**Documento**:
Há pouco mais de um ano, o mundo celebrava os Jogos Olímpicos de Paris 2024, imortalizados na história como os da paridade de gênero. Pela primeira vez, o número de atletas homens e mulheres foi o mesmo, uma conquista simbólica que coroou décadas de luta por espaço. No Brasil, o brilho de atletas como Rebeca Andrade e Rayssa Leal dominou o noticiário e alimentou a esperança de que, finalmente, o esporte feminino no país viveria um novo tempo.
Agora, com a poeira assentada, a pergunta fundamental se impõe: o que restou do “Efeito Paris”? Aquele momento de visibilidade máxima foi um ponto de inflexão real? A análise do cenário atual, baseada em dados, revela um balanço claro: o esporte feminino brasileiro vive avanços comerciais e midiáticos sem precedentes, mas ainda enfrenta os mesmos desafios estruturais que limitam seu potencial na base.
O legado nos negócios e na mídia: Maturidade e consistência
O avanço mais tangível no pós-2024 ocorreu na esfera corporativa. O argumento de que o esporte feminino é um mercado consolidado ganhou força global quando a Copa do Mundo Feminina de 2023, segundo a Fifa, gerou mais de US$ 570 milhões em receita, provando sua autossustentabilidade. Essa percepção amadureceu no Brasil, onde o investimento deixou de ser visto como causa para se tornar estratégia.
A prova mais clara é o crescimento do valor da principal liga do país: a premiação do Brasileirão Feminino, que era de R$ 6 milhões em 2022, saltou para R$ 25 milhões em 2024, com projeções de crescimento contínuo para 2025. Esse salto só é possível pela confiança de patrocinadores como Banco Bmg e Guaraná Antarctica, que mantêm investimentos consistentes e estratégicos na modalidade.
Essa sustentabilidade também é diretamente alimentada pela consolidação na mídia. Os Jogos de Paris foram o ápice do interesse: segundo dados da TV Globo, a final do skate com Rayssa Leal, por exemplo, teve uma audiência 40% superior à final masculina de Tóquio 2020.
E o mais importante é que essa atenção começou a se normalizar. A final da Superliga Feminina de Vôlei 2024/2025, por exemplo, manteve uma média de 10 pontos de audiência em uma manhã de domingo na TV aberta, liderando o horário e provando ter um público cativo para além dos megaeventos.

**Exercício**: Com base no texto sobre o esporte feminino no Brasil, explique o que tornou possível o salto na premiação do Brasileirão Feminino, em uma a três frases.

**Trechos de dados de rotulagem de locais**:
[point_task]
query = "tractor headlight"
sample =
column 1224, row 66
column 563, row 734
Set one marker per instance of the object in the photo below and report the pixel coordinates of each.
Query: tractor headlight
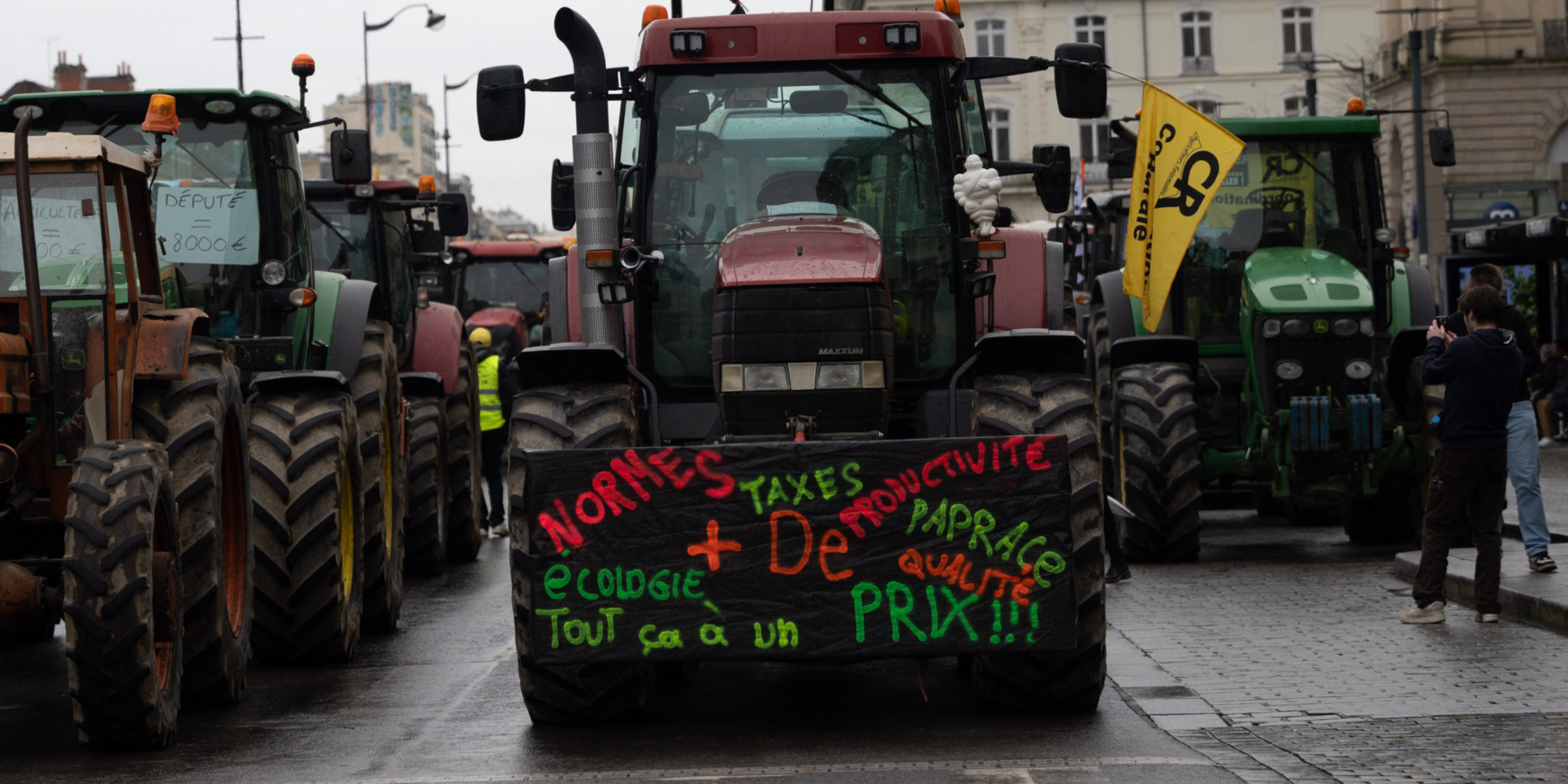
column 840, row 376
column 766, row 377
column 1290, row 371
column 274, row 272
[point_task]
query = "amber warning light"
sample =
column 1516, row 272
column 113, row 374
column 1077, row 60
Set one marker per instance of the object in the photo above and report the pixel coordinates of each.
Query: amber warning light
column 161, row 115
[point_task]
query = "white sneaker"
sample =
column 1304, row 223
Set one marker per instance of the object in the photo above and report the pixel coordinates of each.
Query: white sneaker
column 1432, row 614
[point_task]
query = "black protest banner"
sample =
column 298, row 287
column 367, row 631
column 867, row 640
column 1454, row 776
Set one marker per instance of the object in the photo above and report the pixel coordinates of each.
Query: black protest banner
column 800, row 551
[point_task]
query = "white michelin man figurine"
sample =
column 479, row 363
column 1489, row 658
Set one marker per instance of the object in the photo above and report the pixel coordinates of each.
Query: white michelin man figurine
column 976, row 191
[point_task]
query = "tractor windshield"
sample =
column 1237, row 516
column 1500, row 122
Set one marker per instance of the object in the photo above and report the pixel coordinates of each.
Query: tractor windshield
column 1285, row 192
column 738, row 147
column 369, row 245
column 211, row 212
column 523, row 285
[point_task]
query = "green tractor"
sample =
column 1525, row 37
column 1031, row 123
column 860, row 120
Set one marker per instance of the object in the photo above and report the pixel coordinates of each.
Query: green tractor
column 1287, row 360
column 316, row 350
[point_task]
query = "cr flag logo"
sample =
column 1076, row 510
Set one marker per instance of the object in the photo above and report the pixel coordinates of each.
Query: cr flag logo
column 1183, row 158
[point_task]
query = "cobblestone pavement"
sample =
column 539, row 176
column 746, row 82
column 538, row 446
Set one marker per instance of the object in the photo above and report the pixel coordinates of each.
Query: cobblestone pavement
column 1291, row 634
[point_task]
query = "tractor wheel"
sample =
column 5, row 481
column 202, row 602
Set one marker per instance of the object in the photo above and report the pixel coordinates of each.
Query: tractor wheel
column 426, row 551
column 572, row 416
column 1388, row 518
column 123, row 597
column 1056, row 404
column 379, row 401
column 201, row 426
column 465, row 492
column 1158, row 438
column 310, row 567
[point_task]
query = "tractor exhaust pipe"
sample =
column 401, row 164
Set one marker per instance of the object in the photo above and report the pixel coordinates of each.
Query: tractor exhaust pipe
column 593, row 180
column 35, row 299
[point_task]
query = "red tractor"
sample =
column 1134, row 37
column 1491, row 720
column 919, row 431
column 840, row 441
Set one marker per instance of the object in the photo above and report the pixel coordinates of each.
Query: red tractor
column 371, row 233
column 772, row 267
column 507, row 285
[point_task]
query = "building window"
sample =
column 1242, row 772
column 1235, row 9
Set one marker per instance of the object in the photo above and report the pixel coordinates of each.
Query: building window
column 1095, row 140
column 1298, row 34
column 1213, row 107
column 1197, row 43
column 1001, row 122
column 1091, row 31
column 992, row 38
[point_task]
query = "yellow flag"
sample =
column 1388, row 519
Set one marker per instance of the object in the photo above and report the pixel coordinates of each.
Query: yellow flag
column 1181, row 161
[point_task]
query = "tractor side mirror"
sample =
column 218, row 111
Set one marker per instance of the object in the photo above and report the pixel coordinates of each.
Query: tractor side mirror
column 452, row 212
column 1081, row 90
column 564, row 197
column 1054, row 184
column 1442, row 147
column 350, row 153
column 503, row 103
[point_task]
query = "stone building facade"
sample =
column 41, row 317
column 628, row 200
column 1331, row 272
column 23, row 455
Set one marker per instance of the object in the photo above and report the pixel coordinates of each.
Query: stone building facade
column 1500, row 70
column 1227, row 57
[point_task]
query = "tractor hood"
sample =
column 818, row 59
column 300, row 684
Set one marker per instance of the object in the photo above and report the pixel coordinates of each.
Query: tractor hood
column 785, row 250
column 1305, row 281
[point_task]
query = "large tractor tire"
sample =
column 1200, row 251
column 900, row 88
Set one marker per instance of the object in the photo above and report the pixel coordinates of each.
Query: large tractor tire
column 572, row 416
column 125, row 636
column 379, row 401
column 1054, row 404
column 310, row 565
column 426, row 551
column 201, row 426
column 1158, row 466
column 465, row 492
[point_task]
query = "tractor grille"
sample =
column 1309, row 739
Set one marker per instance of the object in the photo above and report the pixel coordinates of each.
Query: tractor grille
column 1323, row 360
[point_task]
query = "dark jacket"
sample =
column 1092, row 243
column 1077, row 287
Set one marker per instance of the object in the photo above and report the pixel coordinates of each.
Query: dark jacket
column 1512, row 321
column 1481, row 372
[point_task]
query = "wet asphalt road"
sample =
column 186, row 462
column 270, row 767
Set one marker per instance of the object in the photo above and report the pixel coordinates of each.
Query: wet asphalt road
column 438, row 702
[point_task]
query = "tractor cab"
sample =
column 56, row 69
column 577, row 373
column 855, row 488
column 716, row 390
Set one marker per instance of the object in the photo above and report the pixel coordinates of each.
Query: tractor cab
column 786, row 183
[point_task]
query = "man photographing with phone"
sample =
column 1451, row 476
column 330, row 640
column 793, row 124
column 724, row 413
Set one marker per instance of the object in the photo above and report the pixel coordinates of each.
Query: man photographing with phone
column 1470, row 474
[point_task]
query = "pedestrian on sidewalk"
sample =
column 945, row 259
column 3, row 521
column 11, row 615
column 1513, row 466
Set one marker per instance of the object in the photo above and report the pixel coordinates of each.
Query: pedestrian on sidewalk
column 498, row 383
column 1483, row 372
column 1525, row 448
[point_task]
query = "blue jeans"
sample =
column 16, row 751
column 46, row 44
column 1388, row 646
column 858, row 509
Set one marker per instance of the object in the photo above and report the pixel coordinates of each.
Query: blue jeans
column 1525, row 470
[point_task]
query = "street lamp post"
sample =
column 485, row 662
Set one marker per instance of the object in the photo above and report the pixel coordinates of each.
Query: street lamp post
column 434, row 21
column 1312, row 76
column 446, row 117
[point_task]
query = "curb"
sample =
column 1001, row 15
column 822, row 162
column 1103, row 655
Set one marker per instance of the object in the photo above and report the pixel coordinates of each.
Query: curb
column 1517, row 604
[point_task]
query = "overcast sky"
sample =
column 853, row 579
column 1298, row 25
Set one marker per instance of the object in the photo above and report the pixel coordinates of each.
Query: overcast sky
column 170, row 45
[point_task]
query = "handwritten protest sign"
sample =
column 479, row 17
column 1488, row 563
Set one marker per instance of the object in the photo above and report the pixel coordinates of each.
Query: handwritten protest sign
column 208, row 225
column 64, row 228
column 797, row 551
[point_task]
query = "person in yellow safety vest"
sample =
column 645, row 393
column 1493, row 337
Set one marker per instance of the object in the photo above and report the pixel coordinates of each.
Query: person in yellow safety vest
column 498, row 383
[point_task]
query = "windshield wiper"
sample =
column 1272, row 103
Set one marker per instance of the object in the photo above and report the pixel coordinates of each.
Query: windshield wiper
column 876, row 92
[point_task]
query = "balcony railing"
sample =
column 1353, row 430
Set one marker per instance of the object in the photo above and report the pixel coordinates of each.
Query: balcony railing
column 1555, row 38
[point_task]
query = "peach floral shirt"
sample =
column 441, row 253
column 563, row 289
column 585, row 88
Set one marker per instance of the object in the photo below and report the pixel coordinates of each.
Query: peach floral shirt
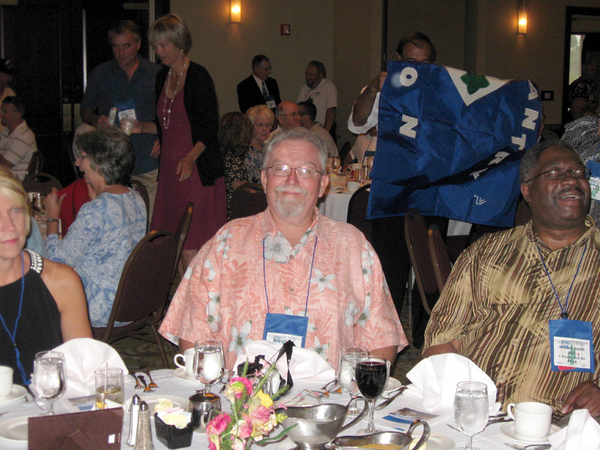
column 222, row 295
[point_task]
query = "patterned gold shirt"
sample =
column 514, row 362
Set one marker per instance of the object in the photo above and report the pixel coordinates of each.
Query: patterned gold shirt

**Resposta**: A premiação passou de R$ 6 milhões em 2022 para R$ 25 milhões em 2024. Esse salto só foi possível pela confiança de patrocinadores como Banco Bmg e Guaraná Antarctica, que mantêm investimentos consistentes e estratégicos na modalidade.